===== Record set =====

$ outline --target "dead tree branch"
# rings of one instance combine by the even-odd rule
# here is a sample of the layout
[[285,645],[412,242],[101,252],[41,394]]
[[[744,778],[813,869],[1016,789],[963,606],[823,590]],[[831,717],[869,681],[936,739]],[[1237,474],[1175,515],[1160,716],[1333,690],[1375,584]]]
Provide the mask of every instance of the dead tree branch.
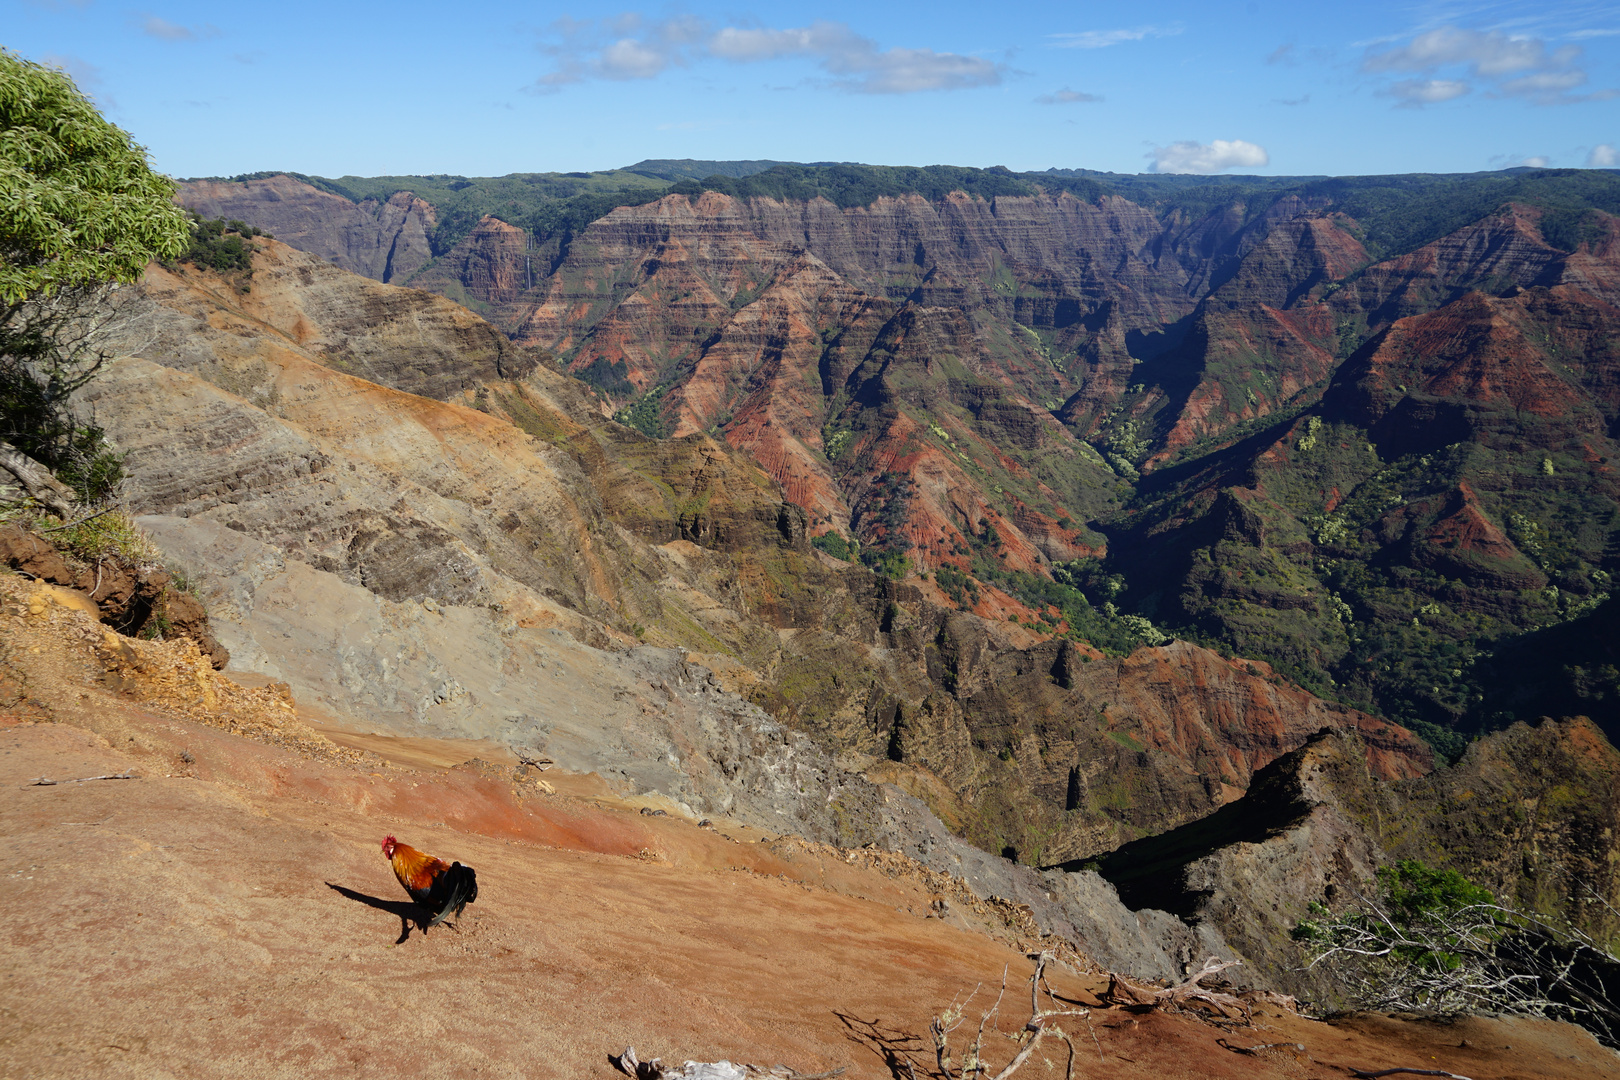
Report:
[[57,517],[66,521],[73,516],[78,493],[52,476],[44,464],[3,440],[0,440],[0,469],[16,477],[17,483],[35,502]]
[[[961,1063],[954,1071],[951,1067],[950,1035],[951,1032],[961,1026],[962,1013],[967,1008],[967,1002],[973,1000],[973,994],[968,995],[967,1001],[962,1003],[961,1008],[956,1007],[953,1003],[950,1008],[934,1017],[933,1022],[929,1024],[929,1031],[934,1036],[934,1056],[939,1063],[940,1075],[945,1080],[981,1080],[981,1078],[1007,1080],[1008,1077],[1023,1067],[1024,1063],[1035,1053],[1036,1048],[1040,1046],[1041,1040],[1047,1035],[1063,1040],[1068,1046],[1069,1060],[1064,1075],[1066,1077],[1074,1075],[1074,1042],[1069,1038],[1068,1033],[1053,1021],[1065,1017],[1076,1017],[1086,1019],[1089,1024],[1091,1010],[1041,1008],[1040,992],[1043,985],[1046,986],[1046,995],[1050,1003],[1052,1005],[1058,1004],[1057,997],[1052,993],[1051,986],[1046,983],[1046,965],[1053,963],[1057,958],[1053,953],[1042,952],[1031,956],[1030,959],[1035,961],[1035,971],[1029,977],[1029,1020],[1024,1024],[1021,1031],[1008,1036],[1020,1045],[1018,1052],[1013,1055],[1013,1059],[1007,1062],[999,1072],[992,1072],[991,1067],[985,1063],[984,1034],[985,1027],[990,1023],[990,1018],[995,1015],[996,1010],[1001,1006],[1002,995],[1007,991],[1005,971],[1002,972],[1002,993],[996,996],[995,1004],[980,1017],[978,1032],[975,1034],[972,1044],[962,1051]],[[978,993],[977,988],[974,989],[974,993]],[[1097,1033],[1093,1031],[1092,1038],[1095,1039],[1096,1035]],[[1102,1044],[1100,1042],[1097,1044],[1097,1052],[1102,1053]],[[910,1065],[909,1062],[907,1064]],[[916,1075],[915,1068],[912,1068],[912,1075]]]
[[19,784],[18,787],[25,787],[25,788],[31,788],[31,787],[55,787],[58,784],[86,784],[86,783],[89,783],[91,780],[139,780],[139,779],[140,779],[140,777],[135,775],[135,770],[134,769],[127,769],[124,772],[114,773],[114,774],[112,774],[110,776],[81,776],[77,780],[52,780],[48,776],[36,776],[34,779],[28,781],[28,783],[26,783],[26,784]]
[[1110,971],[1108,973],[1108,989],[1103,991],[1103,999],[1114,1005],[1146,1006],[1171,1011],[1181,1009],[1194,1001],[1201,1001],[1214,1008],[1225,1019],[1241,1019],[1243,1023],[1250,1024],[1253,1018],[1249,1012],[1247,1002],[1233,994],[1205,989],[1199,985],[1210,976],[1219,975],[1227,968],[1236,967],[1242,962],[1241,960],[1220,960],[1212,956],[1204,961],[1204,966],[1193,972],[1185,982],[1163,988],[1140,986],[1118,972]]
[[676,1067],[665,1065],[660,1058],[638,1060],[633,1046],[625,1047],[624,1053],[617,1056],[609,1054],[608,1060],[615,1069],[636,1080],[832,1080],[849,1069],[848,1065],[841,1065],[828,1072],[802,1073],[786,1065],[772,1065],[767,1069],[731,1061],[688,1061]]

=====
===== Record set =====

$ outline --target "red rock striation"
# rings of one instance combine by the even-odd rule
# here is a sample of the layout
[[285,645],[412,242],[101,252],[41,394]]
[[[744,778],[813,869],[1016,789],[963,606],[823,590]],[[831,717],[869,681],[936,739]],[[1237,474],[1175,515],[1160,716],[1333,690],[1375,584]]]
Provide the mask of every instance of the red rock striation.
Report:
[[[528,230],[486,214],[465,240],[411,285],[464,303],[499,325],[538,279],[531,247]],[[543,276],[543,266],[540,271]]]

=====

(What is needed):
Check the entries above for the word "tree" and copy every line where it turns up.

(Task result):
$ outline --target "dead tree branch"
Provide the mask of every instance of the dead tree branch.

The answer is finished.